● **Text provided**
I feel event sourcing is a real world pragmatic approach to declarative programming that this paper advocates.

For state changes you add events to the database to describe something that happened. Any question you may need an answer for / business decision you want to make can be answered by querying the events.

The problem at the moment is that while event sourcing is excellent at reducing accidental complexity surrounding implementing business rules, there is little standard / commonly used tooling around it and you end up with lots of accidental complexity in that end.

An example would be a database not designed to be a CRUD store but to store events and manage read models, and manage computation of projections etc -- while being suitable for OLTP workloads. At a minimum, very strong support for using any kind of construct in materialized views (since in a sense the entire business logic is written as a "materialized view" when doing event sourcing)

Event Sourcing is a nice card to have in your hand, but it should not be a goal in itself. A yard is 3 feet. The atomic mass of Hydrogen is 1.008 and its symbol is "H". These will never change. If someone came to me and said "your 'Chemical' table is not event-sourced. We're doing event-sourcing here. You need to change it." I would tell them to get lost. Why the hell would you have an event for "An Element's Mass was Modified" event stored in your database? Unless you're developing for CERN or NREL or something, just don't.

On the other hand, having a bank account table with a single field for someone's money is clearly not enough. You absolutely should be tracking every transaction that has changed that account's value. Do you need to track every other possible change to that account? Like, whether they want paper or electronic mail? No, probably not.

● **Written request 1**
List the facts that the event sourcing text says will never change.
The rows below have nothing to do with the event sourcing text.

● **Records from a collection**
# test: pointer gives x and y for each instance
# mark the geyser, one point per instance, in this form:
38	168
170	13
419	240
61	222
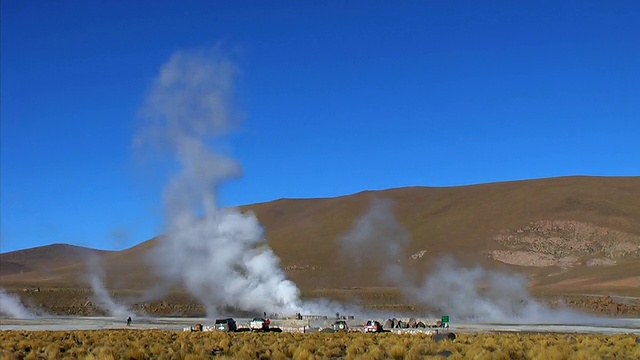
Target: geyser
220	255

● **Written request 2**
Please give the lines of the rows above as a numbered list, skipping any blank lines and leaving the pictures out.

● **Correct response 1**
- A yard is 3 feet.
- The atomic mass of Hydrogen is 1.008.
- Hydrogen's symbol is "H".

● **Correct response 2**
1. # test: pointer gives x and y for each instance
2. # mark the geyser, one point per instance, in this form:
3. 38	168
4. 170	13
5. 419	240
6. 61	222
7. Target: geyser
8. 220	255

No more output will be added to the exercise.